───── Stored data

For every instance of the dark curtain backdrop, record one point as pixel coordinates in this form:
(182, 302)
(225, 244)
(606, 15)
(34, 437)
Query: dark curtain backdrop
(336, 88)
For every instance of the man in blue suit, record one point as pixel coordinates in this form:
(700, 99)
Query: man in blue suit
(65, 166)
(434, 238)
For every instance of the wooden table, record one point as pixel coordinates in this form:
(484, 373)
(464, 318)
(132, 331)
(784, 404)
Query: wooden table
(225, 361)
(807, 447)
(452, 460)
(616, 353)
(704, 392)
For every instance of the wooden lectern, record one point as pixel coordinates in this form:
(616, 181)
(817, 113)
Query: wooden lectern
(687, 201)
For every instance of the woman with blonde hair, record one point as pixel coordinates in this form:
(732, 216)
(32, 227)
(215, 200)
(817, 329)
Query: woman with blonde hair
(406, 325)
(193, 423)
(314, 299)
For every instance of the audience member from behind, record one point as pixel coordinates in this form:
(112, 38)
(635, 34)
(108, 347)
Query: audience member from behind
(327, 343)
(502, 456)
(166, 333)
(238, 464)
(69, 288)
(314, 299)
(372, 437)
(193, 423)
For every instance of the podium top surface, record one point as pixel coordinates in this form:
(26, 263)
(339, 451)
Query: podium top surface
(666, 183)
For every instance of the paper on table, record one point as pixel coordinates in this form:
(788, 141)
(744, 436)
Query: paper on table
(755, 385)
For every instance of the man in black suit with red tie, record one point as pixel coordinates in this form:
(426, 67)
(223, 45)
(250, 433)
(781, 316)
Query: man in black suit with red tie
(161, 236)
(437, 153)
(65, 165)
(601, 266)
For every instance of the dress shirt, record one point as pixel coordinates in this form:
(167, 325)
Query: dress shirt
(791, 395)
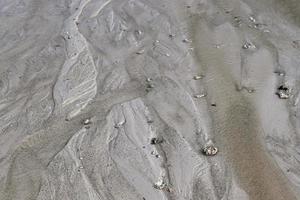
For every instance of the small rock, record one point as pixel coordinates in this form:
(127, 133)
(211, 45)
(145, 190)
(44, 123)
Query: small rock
(210, 150)
(150, 86)
(248, 45)
(283, 92)
(150, 121)
(119, 125)
(87, 121)
(160, 185)
(252, 19)
(140, 52)
(197, 96)
(156, 141)
(198, 77)
(186, 40)
(280, 73)
(171, 36)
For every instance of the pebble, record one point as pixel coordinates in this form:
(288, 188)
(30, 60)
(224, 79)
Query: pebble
(283, 92)
(210, 150)
(197, 96)
(156, 141)
(198, 77)
(87, 121)
(160, 185)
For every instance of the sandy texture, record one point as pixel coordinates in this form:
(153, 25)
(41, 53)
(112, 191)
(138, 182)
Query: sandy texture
(115, 100)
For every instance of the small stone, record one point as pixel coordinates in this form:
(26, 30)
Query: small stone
(210, 150)
(197, 96)
(87, 121)
(248, 45)
(250, 90)
(252, 19)
(171, 36)
(186, 40)
(150, 85)
(119, 125)
(140, 52)
(160, 185)
(198, 77)
(150, 121)
(138, 32)
(280, 73)
(156, 141)
(283, 92)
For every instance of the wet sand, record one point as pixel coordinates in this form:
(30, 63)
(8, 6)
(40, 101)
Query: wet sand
(87, 86)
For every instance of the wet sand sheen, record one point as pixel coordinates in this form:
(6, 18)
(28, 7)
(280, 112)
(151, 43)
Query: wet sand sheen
(236, 124)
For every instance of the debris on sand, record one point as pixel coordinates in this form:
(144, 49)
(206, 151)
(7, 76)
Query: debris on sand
(248, 45)
(156, 141)
(283, 92)
(160, 184)
(197, 96)
(198, 77)
(120, 124)
(210, 150)
(186, 40)
(86, 121)
(280, 73)
(140, 52)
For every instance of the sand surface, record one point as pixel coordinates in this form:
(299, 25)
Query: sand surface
(87, 85)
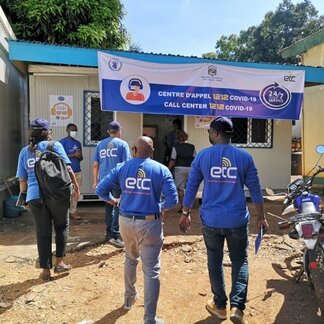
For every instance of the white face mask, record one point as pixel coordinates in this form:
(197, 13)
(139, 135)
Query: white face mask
(73, 133)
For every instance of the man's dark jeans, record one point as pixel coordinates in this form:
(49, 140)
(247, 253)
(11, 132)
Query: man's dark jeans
(46, 214)
(237, 243)
(112, 218)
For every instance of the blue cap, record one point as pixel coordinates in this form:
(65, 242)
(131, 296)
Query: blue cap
(114, 126)
(40, 123)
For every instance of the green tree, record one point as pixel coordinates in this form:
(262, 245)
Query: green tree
(281, 28)
(87, 23)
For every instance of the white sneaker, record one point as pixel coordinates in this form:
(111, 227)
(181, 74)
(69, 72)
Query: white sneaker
(128, 304)
(117, 243)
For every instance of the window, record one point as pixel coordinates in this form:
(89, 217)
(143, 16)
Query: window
(252, 132)
(95, 120)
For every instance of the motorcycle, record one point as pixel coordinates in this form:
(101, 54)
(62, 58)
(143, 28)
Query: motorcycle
(307, 224)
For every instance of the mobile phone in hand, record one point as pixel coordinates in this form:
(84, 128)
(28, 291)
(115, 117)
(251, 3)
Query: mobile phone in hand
(21, 201)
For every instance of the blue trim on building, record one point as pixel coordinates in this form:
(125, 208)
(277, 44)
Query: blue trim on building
(78, 56)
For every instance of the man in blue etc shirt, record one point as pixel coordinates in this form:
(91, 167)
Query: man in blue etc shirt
(142, 181)
(225, 170)
(109, 152)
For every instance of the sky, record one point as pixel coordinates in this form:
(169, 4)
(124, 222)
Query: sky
(192, 27)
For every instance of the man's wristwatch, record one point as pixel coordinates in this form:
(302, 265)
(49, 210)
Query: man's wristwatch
(186, 212)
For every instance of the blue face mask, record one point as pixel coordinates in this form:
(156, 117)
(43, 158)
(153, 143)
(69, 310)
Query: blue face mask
(73, 133)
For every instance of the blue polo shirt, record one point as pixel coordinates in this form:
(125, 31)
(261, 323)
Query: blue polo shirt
(225, 170)
(142, 182)
(26, 166)
(71, 145)
(109, 153)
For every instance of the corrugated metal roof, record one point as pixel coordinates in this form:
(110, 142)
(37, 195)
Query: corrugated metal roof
(303, 45)
(44, 53)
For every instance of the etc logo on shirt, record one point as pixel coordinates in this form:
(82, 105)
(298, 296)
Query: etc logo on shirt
(140, 182)
(110, 151)
(226, 171)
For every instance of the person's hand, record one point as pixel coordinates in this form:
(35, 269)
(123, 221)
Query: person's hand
(184, 223)
(78, 154)
(262, 222)
(76, 193)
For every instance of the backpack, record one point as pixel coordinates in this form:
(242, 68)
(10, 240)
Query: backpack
(52, 175)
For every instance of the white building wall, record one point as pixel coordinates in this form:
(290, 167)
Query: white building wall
(13, 109)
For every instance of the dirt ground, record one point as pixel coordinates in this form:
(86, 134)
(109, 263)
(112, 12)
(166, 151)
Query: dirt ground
(93, 291)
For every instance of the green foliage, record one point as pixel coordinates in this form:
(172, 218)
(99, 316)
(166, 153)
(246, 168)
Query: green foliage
(87, 23)
(281, 28)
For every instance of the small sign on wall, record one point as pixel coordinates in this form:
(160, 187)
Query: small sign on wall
(203, 121)
(61, 110)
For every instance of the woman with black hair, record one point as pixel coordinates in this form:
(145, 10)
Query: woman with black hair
(46, 211)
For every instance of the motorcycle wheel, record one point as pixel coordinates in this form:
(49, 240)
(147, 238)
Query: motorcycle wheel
(317, 275)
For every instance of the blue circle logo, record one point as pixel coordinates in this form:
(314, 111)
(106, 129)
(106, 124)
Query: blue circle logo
(115, 64)
(275, 97)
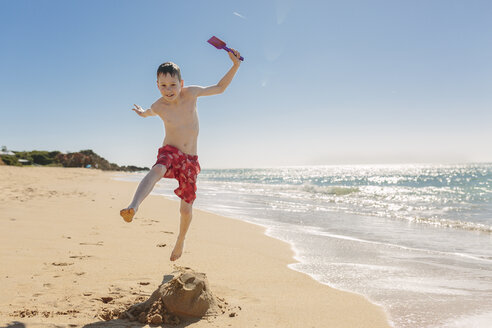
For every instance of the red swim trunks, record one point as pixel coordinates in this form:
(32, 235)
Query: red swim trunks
(182, 167)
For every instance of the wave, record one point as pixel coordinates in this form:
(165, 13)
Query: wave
(329, 190)
(456, 224)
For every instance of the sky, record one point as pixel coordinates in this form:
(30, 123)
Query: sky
(323, 82)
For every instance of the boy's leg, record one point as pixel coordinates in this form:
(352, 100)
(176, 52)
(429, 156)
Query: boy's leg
(185, 210)
(143, 190)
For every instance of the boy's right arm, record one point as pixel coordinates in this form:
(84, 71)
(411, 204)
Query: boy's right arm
(144, 113)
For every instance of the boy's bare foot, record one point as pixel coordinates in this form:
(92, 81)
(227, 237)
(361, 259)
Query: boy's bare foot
(178, 250)
(127, 214)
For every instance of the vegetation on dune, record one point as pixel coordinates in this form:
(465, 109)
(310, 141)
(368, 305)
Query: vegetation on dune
(83, 158)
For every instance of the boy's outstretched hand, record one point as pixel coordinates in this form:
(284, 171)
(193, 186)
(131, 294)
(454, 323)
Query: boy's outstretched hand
(139, 110)
(234, 56)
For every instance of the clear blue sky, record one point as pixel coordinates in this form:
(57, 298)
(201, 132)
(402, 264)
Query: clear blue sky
(323, 82)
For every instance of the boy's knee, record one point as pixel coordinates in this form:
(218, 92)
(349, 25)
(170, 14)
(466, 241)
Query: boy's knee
(186, 211)
(159, 169)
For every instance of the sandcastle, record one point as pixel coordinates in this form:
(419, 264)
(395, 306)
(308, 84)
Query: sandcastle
(183, 294)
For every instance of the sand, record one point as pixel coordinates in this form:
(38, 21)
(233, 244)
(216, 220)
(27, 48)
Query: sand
(67, 258)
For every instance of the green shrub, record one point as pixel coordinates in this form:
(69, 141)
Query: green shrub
(41, 157)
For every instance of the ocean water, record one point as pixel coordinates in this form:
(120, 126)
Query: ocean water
(415, 239)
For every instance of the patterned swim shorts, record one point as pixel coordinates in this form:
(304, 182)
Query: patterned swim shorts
(182, 167)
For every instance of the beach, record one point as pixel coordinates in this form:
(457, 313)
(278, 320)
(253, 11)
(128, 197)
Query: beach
(65, 250)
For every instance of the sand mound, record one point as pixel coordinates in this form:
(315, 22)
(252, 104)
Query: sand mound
(184, 294)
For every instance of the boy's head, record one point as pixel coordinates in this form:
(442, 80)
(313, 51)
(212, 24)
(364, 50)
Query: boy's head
(169, 81)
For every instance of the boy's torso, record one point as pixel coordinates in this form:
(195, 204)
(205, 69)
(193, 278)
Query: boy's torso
(180, 122)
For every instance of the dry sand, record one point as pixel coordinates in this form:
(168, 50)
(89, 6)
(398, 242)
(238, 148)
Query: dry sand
(67, 257)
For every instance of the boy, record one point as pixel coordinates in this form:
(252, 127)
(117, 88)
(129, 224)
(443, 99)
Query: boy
(177, 158)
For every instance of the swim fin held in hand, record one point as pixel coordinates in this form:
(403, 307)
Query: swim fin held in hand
(219, 44)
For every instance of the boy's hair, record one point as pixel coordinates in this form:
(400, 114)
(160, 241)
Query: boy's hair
(169, 68)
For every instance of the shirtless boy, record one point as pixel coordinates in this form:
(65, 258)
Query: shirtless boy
(177, 158)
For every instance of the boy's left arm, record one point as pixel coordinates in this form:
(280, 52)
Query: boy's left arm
(223, 83)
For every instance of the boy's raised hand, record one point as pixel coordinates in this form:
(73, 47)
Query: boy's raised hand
(139, 110)
(234, 55)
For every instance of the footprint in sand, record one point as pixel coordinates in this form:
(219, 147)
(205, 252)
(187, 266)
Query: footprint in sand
(61, 263)
(99, 243)
(81, 257)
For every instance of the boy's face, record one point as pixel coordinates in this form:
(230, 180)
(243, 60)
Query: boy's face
(169, 86)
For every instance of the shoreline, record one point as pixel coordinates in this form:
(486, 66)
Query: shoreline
(243, 264)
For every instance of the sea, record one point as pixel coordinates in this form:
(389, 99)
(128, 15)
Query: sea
(415, 239)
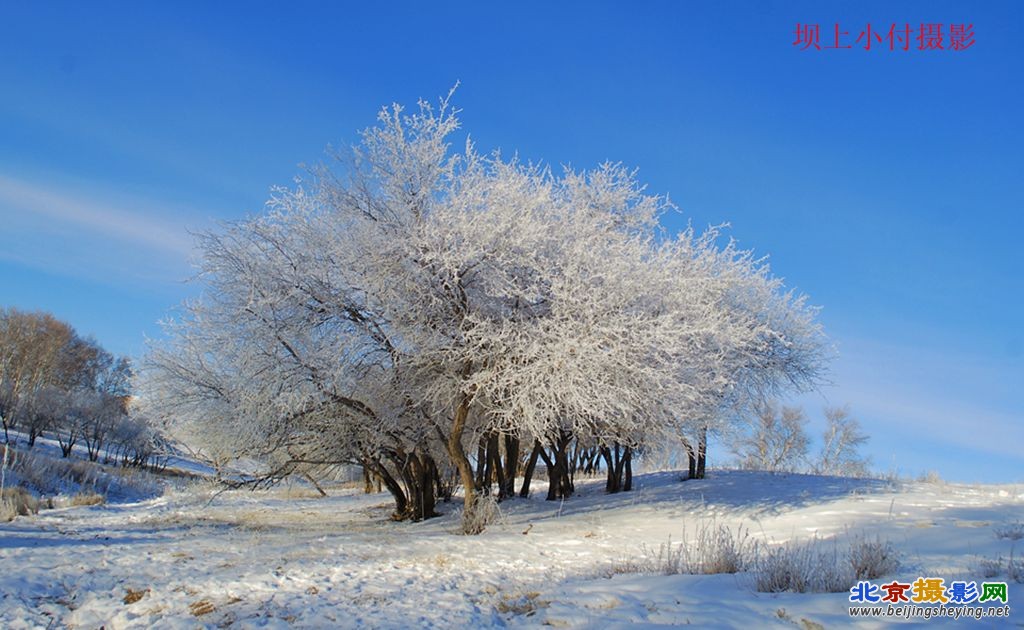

──────────

## What the task asks:
Excluding all pictures, print exactly and only the lines from the line with "For every instance of the shirtless" through the end of the records above, both ends included.

## Solution to this problem:
For every instance of the shirtless boy, record one point as pixel coordinates in this form:
(65, 258)
Query: shirtless boy
(177, 158)
For every instance of the boy's left arm, record one point as pixel coordinates in this form:
(280, 52)
Query: boy's left arm
(223, 83)
For every instance of the boy's raised hand, record one point as pixel coordinates in this form:
(73, 47)
Query: boy's raised hand
(139, 110)
(234, 55)
For every instance of the footprint in sand, record one point as pixel coordinates in this form:
(219, 147)
(205, 252)
(187, 266)
Query: footprint in sand
(61, 263)
(99, 243)
(81, 257)
For every instance of the boy's face, record one point as pixel coordinates in this form:
(230, 180)
(243, 60)
Query: boy's face
(169, 86)
For every instance of the shoreline, record one point as pixel coordinates in this form:
(486, 66)
Query: shoreline
(243, 264)
For every instance of the sea, record one point as pixel coordinates in this form:
(389, 99)
(128, 15)
Query: sea
(415, 239)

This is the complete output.